▽

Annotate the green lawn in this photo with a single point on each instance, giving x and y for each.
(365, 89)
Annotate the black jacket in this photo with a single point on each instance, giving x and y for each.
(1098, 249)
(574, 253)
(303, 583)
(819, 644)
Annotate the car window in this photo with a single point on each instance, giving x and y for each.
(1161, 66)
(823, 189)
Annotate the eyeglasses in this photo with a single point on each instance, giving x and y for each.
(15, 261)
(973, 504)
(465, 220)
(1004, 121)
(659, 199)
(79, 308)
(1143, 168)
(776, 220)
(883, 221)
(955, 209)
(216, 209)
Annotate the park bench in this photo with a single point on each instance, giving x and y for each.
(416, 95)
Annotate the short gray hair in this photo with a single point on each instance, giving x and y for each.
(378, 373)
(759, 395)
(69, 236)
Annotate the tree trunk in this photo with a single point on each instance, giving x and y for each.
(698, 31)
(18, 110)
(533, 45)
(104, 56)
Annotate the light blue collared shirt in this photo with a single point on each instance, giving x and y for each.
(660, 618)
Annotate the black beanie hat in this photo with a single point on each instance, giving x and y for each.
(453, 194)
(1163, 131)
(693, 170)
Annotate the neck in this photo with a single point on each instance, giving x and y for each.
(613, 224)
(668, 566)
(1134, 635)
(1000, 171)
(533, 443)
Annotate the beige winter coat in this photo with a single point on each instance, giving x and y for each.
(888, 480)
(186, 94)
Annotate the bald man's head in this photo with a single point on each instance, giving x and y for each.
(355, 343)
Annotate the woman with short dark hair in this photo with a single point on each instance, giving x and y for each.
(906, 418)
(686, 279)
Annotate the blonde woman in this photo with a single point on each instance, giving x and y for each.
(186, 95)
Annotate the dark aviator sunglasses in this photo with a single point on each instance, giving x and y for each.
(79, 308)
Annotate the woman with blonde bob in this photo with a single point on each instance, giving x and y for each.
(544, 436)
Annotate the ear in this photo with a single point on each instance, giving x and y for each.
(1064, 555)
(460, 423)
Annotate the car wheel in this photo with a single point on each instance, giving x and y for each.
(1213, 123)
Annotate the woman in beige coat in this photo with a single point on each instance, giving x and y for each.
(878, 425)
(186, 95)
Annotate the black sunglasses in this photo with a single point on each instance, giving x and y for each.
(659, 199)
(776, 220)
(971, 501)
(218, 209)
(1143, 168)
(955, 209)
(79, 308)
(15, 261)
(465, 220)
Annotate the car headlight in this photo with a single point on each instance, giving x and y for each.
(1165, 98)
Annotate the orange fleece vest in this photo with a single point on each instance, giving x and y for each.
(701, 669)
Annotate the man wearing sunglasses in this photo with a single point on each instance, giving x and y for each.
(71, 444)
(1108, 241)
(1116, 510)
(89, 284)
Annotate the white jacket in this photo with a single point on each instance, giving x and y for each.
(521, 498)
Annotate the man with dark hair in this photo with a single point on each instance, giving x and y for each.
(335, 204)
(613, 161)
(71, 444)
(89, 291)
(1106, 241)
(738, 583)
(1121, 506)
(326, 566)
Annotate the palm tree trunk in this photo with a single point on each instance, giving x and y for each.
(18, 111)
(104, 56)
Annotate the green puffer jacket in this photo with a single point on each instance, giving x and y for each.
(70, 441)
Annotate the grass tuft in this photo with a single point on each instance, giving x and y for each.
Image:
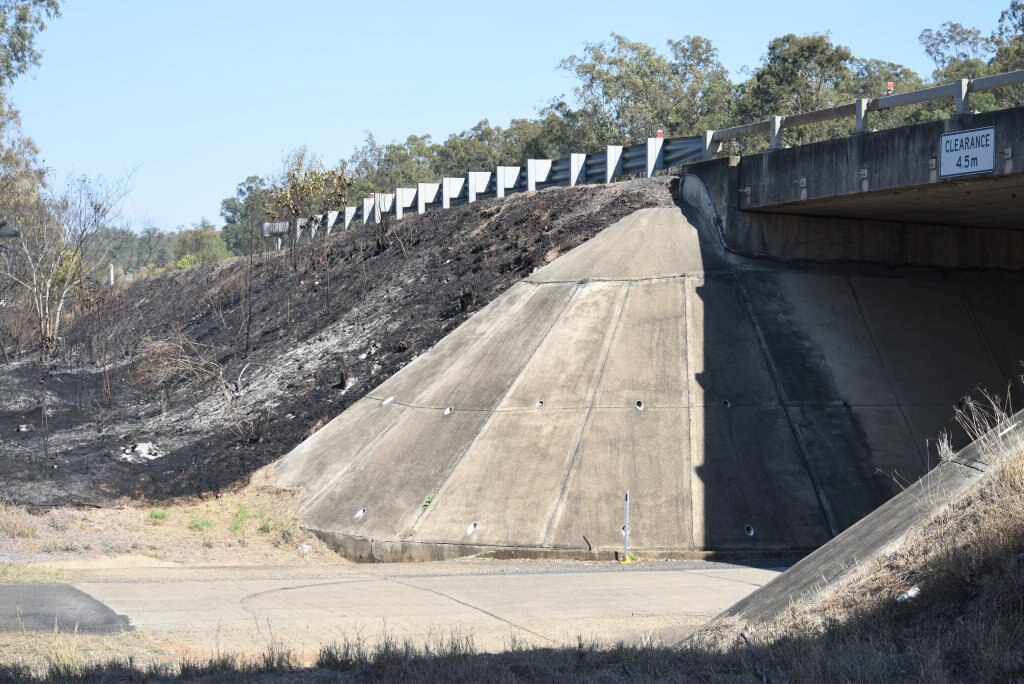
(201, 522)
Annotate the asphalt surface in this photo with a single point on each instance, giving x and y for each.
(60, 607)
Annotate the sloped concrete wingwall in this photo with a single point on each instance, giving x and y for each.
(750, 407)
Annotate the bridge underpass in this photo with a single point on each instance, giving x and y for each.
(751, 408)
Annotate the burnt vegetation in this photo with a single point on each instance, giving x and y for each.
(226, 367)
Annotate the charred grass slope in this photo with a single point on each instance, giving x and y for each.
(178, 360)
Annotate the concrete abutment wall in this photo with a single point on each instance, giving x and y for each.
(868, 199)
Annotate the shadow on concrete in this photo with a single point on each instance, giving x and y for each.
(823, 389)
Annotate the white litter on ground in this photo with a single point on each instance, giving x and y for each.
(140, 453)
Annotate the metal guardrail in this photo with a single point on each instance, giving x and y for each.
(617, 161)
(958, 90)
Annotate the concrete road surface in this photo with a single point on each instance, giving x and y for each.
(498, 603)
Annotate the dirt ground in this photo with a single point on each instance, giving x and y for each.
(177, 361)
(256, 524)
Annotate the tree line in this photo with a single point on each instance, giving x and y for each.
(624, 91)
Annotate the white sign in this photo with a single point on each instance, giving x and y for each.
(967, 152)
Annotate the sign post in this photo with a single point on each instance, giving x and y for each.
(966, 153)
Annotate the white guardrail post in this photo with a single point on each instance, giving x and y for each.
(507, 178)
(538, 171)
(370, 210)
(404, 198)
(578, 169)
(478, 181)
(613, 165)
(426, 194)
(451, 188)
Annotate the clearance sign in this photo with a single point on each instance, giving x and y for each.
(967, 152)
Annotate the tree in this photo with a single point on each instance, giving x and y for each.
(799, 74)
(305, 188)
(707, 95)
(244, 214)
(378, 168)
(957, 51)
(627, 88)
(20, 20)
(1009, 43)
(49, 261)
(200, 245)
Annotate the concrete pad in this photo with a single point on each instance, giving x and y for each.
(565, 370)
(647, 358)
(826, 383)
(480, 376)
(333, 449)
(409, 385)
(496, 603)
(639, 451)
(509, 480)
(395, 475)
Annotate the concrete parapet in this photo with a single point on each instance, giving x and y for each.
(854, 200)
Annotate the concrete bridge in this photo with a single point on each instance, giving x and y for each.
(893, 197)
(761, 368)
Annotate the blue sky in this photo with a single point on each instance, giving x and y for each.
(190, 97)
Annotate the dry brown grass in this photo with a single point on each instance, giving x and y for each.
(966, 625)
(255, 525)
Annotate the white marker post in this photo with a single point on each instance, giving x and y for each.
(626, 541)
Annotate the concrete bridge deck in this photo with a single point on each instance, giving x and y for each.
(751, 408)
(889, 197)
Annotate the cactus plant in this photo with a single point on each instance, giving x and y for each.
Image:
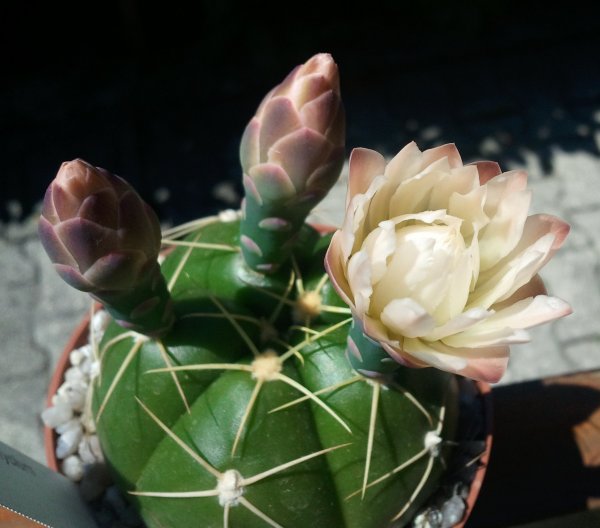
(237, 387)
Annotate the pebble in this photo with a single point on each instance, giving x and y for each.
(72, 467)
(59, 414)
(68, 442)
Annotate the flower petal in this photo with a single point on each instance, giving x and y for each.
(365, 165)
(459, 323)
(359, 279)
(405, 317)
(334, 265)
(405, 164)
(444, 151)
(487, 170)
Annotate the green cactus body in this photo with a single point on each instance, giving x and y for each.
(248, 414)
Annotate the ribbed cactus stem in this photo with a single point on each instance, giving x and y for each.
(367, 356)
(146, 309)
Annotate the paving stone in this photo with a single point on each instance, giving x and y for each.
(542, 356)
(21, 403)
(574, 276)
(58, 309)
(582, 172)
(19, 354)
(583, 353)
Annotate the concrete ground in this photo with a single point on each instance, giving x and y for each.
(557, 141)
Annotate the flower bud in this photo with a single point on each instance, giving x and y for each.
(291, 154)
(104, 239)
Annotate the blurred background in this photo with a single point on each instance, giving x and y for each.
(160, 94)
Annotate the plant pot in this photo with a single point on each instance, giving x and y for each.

△
▽

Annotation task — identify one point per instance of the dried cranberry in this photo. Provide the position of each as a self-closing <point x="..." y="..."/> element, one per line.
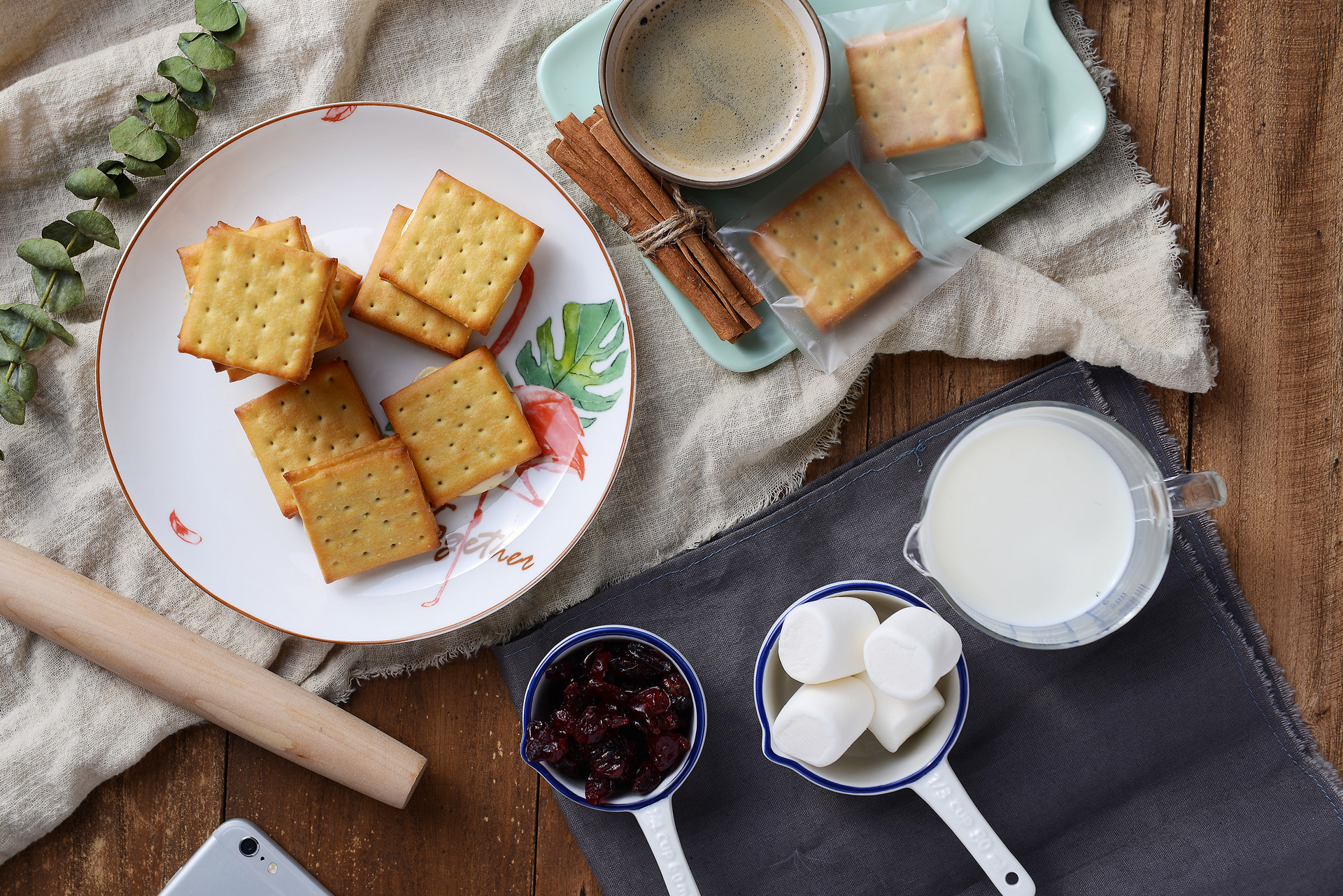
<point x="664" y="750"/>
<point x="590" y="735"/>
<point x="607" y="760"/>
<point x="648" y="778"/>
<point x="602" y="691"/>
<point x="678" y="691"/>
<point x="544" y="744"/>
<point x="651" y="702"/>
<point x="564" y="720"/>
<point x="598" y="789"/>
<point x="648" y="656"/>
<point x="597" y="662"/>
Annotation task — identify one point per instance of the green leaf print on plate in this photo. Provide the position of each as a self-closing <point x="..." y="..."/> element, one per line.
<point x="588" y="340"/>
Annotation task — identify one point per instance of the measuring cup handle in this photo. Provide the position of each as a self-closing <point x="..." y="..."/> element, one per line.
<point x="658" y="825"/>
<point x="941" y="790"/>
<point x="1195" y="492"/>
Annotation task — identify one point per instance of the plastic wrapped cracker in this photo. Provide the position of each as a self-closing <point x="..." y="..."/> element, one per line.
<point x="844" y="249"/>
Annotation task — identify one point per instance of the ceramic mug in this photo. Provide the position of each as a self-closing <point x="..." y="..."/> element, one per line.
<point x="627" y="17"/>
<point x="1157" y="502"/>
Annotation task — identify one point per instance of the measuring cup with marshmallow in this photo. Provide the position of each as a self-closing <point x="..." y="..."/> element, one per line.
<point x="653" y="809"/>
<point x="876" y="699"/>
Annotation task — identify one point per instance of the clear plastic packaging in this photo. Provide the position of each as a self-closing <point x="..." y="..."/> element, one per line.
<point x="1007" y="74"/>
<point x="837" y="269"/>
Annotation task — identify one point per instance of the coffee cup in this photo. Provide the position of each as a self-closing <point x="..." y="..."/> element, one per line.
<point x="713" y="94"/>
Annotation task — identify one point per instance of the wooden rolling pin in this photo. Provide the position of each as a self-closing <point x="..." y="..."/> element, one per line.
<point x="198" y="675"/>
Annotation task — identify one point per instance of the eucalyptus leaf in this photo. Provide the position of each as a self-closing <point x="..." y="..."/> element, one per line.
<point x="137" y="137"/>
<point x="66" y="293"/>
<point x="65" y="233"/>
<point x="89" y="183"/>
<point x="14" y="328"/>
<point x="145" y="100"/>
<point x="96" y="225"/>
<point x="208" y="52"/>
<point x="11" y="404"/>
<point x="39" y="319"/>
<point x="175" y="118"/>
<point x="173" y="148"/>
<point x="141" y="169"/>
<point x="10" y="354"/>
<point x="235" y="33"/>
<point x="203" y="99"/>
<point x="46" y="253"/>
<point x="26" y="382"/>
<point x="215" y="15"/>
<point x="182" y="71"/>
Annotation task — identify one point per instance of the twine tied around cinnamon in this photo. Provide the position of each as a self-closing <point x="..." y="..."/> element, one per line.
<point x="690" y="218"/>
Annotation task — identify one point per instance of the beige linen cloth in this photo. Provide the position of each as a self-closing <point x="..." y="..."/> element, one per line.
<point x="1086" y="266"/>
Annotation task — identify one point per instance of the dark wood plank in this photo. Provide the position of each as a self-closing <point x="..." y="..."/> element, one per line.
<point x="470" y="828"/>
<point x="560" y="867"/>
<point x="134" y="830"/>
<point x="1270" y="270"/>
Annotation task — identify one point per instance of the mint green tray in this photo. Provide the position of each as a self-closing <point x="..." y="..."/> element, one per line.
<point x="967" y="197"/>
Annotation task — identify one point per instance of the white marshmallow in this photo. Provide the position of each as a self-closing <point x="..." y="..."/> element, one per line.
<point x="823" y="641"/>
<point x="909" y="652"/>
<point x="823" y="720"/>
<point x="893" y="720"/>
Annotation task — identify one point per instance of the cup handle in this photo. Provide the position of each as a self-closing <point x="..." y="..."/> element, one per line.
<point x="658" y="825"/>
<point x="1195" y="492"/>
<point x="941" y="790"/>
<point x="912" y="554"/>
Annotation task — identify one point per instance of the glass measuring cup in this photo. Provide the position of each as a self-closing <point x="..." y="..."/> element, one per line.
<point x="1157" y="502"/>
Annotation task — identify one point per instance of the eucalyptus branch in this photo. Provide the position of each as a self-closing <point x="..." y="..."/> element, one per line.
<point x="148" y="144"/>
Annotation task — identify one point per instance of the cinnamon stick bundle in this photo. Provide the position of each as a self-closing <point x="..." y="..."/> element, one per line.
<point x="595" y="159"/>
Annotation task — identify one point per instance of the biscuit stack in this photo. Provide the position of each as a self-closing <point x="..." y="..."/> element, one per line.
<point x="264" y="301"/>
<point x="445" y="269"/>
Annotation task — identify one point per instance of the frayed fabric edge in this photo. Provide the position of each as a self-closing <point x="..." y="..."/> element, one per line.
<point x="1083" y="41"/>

△
▽

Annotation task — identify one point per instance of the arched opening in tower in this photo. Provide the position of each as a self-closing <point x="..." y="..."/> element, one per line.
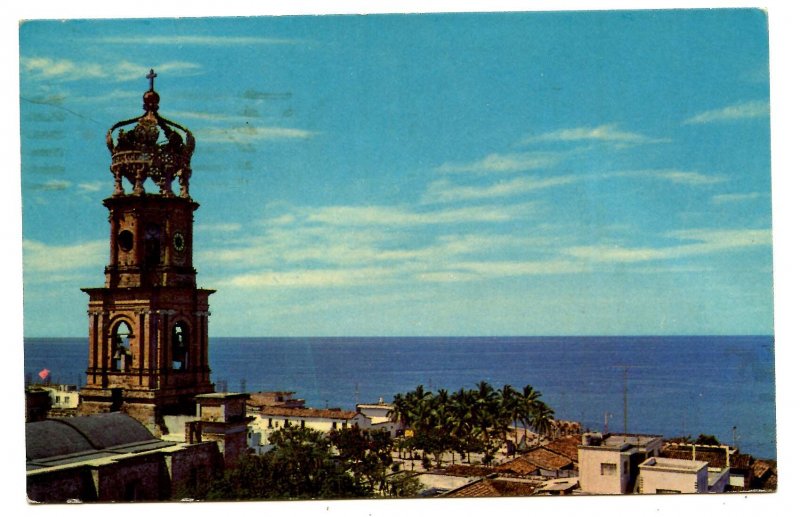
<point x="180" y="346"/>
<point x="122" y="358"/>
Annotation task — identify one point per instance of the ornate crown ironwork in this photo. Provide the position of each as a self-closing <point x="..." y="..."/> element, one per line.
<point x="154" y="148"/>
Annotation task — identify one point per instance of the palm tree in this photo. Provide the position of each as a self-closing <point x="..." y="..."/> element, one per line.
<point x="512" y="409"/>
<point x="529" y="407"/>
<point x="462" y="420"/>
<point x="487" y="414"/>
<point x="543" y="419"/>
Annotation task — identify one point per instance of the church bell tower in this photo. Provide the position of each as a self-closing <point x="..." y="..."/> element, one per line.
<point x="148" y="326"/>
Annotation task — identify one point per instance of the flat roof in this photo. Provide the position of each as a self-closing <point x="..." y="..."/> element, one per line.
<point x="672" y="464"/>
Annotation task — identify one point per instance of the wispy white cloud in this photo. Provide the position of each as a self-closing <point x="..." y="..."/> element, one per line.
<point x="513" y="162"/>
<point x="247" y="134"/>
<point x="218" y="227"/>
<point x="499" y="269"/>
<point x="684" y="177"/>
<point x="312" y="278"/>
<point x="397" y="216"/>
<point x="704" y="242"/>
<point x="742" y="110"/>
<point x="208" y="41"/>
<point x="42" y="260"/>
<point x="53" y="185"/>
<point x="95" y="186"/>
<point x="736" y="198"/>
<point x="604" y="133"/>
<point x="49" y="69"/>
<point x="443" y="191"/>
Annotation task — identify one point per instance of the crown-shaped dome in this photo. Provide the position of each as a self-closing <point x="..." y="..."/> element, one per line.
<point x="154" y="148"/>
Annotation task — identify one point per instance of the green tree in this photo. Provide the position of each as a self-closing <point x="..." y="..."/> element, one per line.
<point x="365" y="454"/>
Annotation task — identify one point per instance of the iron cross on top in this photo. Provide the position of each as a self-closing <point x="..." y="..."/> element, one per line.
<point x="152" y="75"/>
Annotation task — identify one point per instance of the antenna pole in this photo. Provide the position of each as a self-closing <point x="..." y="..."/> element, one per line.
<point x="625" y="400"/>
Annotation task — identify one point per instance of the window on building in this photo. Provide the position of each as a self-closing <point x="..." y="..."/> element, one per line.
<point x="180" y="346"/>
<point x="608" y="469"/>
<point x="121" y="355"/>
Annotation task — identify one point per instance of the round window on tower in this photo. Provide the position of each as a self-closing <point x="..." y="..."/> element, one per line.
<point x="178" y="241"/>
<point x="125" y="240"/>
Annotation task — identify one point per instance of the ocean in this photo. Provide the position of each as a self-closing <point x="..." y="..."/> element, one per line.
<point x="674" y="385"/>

△

WHAT TO DO = Copy each line from the entries above that has the word "plant" in it.

SOLUTION TO THIS PROBLEM =
Annotate the cactus plant in this photo with a single point on each instance, giving x and y for each.
Annotate the plant pot in this photo with a single point on each instance, giving x and y for each.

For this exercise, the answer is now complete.